I wanted to bounce this idea.

The big keypoint here, is weather or not a hash is considered copyrighted content. If I hash a proprietary file, or website, or anything else proprietary, is the hash still protected by the original file's copyright? Everything I've been able to find on this says no.

The other issue is matching the format between the user's browser and the verification site, so that the hashes line up in the first place. maff & mht look like they are dead. This would require a good amount of work, but there are already extentions to save the web page into a single file,
addons.mozilla.org/en-US/firefox/addon/save-page-we/
chrome.google.com/webstore/detail/save-page-we/dhhpefjklgkmgeafimnjhojgjamoafof?hl=en-US

There aren't as many as I thought there would be, but they do exist, save page WE is GPLv2, so the method they use to create the single page archive could be copied verbatim on the verification site, or a new format could be created (I'm thinking something like just tar the output of the browser's "save complete page", the folder and the file, not sure if that would line up cross browser), for use on the verification site, and the user's browser via webext.

Is this idea worth exploring? Do you think anyone would bother to use it, or just continue to deal with archive.is and the like's censorship?

Attached: save_page_we.png (254x148, 4.54K)

Other urls found in this thread:

lennartb.home.xs4all.nl/fingerprint.html
reactjs.org/)
web.archive.org/web/20180328221121/https://8ch.net/tech/res/883963.html#q890152
github.com/webrecorder/webrecorder
twitter.com/NSFWRedditGif

this is why I hate buzzwords

Something like this might be a legitimate use of a blockchain.

Extremely useful, get to work! I’ll pay you when you’re done if you post your wallet address or a patreon or something. I want this done now. This project is vital to free speech. If you do a good job I’ll seriously send you good money like 1-2Gs here.

i'm not into the blockchain meme, that seems like a lot of bloat to simply match hashes between a client and server

that's good to know, I'm sure I would take donations because I don't hate money, but the whole thing would be GPL, even the server side. that's the only way to avoid the censorship, even if (and i have to do more research on this) the hashes are not considered copyrighted content, that doesn't mean it couldn't get sued offline. GPL client and server side would make that irrelevant.

Thinking about this further, a browser side archiver would cause nothing but problems due to website's changing their output based on user-agent and other things. The client side would likely be a separate client.

-archiver core
-create the archive and the hashes, CLI front-end

-client side
-GUI for archiver core

-server side
-website that use's archiver core, delete's the archive and only use's the hash afterwards, store's in the database, search functions, etc.

does the EFF answer questions like this regarding the copyright status of a hash?

What about ads? Every person that tries archiving website X will be shown a different set of ads thus creating non matching hashes. Obviously you could block ads as default but then you wouldn't be making a perfect copy of the website. The other archivers make it possible to check who was advertising on a given website at a random time period for example

Following up on what said
You would need to apply some heuristics on what to cull in your hash data.

##############################

» **Requirements**
The forum thread splits the proposed archiving system into separate parts. List each part and what the thread says it does.

» **Dataset excerpt**
##############################

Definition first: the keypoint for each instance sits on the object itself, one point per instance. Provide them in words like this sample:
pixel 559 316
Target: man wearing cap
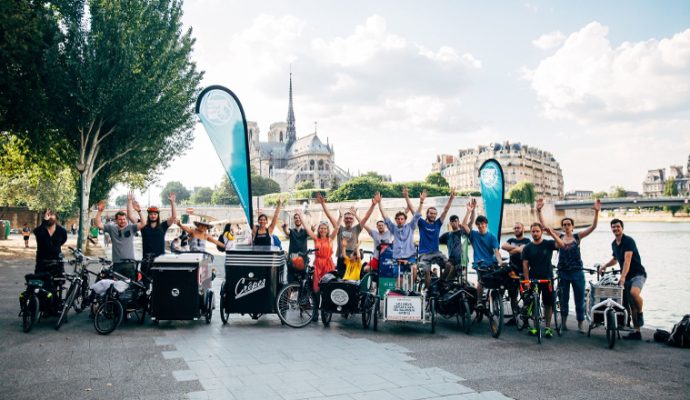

##############################

» **Answer below**
- Archiver core: creates the archive and the hashes, with a command-line front end.
- Client side: a GUI for the archiver core.
- Server side: a website that uses the archiver core, deletes the archive and keeps only the hash, stores it in the database, and provides search functions.